— TASK DETAILS —
All records below are to be repeated precisely, with nothing added.

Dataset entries
▽

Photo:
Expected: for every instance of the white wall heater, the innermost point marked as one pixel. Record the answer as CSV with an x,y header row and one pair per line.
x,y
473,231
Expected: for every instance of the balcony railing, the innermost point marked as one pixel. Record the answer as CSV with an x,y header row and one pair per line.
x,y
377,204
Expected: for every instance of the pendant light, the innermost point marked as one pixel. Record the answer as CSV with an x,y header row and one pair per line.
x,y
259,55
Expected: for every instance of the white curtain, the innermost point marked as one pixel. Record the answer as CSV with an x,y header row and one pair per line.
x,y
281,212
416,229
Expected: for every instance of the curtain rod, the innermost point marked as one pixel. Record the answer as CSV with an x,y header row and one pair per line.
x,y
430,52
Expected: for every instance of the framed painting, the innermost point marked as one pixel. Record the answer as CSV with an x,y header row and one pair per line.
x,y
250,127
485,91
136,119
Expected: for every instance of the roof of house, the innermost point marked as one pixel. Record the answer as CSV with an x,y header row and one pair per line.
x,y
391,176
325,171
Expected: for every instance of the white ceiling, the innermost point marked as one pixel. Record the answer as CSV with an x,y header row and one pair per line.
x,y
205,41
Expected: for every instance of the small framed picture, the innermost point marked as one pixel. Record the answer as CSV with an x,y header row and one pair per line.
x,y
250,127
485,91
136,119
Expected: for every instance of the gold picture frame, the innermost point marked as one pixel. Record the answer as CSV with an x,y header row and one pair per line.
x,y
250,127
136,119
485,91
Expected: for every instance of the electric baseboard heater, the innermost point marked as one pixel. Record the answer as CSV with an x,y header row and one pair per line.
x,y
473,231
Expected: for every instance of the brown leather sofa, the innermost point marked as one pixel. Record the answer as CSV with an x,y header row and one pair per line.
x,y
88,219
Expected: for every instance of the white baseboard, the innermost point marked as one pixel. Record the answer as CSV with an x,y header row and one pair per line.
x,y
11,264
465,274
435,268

△

— OUTPUT FOR THIS EXERCISE —
Photo:
Expected: for every instance of the white wall heater, the innermost point marked as one pixel. Record the answer as CSV with an x,y header row and one pair per line.
x,y
473,231
Expected: for every instance of the balcony railing, the innermost point marked as one pixel. Record the answer as CSV with an x,y header row and one pair per line.
x,y
377,204
Expected: for every instance of the pendant light, the innermost point marked as one pixel. Record the answer as CSV with an x,y header row and one pair per line.
x,y
259,55
Expected: for every instance of the white curtain, the innermost point marked as one pixel. Record the answer as CSV with an x,y header row and one pair per line.
x,y
281,212
416,229
Expected: for every instance of the curtain rod, the innermost point marked as one pixel. Record the answer as CSV with an x,y header row and one pair per line.
x,y
430,52
Expected: for every instance of the framed painting, the innermost point marked as one pixel. Record the answer as CSV with an x,y header row and one pair per line.
x,y
250,127
485,91
136,119
Expected: for every instance of the roof of house, the innermost point marked as one pixel. Record the answer as CSV with an x,y header row and one pair per line.
x,y
391,176
325,171
Expected: for every instance of the white ceiling, the innermost point marked as one pixel. Record the answer as CSV with an x,y header row and one pair per line.
x,y
205,41
Expected: for every instance of the small framed picture, the innermost point marked as one pixel. Record the answer as CSV with an x,y header row and one pair per line.
x,y
250,127
485,91
136,119
Expected: for every instance of the gold picture frame, the innermost point marked as one pixel. Record the answer as CSV with an x,y header row and one pair per line.
x,y
250,127
136,119
485,91
Expected: for every instance of the electric baseboard heater, the innermost point marked as one pixel. Record the answer as CSV with an x,y header row and one pair per line.
x,y
473,231
Expected: for every instance of the brown leather sofa, the innermost point marked as one pixel. Record the answer as CSV with an x,y header row and one pair per line.
x,y
88,219
Expected: for every instance of the white baseboard, the innermost point marked as one pixel. Record the answer as CSV with an x,y header row and one pair per line.
x,y
11,264
465,274
435,268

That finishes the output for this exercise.